** START RECORD SET **

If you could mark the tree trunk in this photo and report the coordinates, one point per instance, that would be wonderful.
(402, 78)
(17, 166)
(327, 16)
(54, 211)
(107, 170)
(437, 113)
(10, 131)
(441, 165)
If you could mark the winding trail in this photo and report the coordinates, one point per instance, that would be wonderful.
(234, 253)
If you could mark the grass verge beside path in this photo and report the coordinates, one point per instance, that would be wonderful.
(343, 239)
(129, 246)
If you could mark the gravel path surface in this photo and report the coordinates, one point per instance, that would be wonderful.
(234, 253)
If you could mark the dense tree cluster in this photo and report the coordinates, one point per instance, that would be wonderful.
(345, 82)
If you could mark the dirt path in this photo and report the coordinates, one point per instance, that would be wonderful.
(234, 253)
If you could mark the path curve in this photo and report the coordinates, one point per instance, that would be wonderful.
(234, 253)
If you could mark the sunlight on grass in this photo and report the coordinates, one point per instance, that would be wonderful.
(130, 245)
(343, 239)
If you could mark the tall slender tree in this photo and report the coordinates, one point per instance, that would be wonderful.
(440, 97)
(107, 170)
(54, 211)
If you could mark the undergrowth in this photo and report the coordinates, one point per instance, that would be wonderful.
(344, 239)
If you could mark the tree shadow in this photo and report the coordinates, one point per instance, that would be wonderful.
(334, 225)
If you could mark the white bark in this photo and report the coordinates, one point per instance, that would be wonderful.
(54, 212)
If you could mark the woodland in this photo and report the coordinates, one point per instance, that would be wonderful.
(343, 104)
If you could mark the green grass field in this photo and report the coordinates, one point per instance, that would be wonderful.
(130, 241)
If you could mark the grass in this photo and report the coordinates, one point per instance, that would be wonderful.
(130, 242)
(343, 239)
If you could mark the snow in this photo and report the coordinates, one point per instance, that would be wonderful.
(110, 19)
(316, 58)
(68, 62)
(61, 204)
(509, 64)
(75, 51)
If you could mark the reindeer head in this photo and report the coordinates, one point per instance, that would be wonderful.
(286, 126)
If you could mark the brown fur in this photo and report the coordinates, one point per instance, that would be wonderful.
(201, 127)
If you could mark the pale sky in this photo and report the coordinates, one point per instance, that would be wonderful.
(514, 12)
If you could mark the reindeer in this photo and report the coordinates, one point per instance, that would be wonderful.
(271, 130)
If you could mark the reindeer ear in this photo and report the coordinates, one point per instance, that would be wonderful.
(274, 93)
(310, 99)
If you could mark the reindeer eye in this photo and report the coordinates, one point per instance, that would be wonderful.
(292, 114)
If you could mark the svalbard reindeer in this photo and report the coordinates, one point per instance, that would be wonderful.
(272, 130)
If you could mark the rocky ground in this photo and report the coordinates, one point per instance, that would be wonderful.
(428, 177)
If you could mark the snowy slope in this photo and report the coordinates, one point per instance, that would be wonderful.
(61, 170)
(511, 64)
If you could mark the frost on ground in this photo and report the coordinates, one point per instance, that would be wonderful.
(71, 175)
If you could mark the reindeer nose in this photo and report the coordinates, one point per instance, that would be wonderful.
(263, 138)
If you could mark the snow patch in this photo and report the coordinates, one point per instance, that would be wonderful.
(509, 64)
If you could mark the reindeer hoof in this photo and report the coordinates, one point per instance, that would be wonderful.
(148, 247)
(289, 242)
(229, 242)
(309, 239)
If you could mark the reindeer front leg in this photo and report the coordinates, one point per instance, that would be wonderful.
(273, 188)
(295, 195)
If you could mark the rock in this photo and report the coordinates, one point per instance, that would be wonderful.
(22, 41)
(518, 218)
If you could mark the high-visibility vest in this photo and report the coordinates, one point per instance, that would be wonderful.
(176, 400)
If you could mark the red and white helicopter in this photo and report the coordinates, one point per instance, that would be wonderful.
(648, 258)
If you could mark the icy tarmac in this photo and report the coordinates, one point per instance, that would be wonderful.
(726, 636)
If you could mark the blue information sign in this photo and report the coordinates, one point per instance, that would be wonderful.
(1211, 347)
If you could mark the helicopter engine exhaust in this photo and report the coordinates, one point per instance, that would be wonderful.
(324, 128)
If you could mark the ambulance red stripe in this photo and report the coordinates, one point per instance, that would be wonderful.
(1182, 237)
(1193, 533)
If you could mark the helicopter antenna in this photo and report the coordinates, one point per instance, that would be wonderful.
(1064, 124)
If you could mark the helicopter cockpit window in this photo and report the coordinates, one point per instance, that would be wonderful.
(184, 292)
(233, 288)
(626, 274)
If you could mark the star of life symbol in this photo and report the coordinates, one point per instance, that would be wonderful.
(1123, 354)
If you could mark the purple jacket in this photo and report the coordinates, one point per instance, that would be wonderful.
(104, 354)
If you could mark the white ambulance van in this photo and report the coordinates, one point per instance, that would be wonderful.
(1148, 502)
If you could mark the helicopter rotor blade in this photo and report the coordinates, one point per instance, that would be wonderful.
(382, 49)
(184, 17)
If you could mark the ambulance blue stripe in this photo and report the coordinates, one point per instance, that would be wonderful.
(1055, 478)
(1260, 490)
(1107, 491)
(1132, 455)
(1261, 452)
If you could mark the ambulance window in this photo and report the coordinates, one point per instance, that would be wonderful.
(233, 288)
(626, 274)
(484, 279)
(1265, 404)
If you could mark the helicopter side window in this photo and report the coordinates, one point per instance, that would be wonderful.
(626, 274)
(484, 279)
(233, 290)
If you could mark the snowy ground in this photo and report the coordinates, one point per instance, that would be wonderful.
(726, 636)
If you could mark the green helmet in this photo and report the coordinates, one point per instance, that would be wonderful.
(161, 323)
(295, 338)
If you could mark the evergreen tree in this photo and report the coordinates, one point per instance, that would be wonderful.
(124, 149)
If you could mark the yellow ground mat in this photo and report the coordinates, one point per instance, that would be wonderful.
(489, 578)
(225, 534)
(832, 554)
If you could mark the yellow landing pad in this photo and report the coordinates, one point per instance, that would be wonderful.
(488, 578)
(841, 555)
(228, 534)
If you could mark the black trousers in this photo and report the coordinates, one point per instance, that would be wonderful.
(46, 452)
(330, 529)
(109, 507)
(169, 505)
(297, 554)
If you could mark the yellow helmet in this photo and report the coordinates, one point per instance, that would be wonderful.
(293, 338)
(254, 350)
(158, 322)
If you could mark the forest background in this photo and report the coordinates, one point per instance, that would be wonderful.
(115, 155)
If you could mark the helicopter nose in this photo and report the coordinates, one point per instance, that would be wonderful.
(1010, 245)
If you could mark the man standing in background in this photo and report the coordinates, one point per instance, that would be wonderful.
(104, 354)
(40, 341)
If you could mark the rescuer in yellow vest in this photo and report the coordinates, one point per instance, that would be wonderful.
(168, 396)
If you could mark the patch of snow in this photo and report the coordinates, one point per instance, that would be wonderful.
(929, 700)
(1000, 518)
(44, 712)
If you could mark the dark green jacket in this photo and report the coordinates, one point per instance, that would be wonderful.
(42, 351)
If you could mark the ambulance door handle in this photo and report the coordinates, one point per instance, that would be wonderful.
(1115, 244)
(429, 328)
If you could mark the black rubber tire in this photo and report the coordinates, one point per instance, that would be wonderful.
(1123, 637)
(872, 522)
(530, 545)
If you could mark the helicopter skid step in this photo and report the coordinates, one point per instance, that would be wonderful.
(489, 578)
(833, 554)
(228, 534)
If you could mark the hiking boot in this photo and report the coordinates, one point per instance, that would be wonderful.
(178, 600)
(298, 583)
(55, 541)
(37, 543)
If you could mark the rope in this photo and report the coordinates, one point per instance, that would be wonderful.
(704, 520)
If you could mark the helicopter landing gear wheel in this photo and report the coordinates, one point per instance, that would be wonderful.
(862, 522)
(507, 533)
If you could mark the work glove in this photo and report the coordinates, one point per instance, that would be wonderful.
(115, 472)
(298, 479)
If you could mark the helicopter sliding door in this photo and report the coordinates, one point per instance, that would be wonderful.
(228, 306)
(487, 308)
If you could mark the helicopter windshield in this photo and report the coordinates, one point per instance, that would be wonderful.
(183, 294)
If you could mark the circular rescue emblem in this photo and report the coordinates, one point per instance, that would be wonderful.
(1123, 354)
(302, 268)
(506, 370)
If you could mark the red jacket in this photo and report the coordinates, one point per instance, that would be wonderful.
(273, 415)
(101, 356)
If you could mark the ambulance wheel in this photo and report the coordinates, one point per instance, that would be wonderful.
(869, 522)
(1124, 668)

** END RECORD SET **

Turn the lines of the records above, from the line containing "If you could mark the icy" through the line containing "(1211, 347)", into a numbered list with blank lines omitted.

*CORRECT OUTPUT*
1. If you could mark the icy tarmac in this photo and report the coordinates, one point per instance, that would be wonderful.
2. (726, 636)
3. If you could mark the blue information sign in this photo and report the coordinates, one point per instance, that would be wonderful.
4. (1211, 347)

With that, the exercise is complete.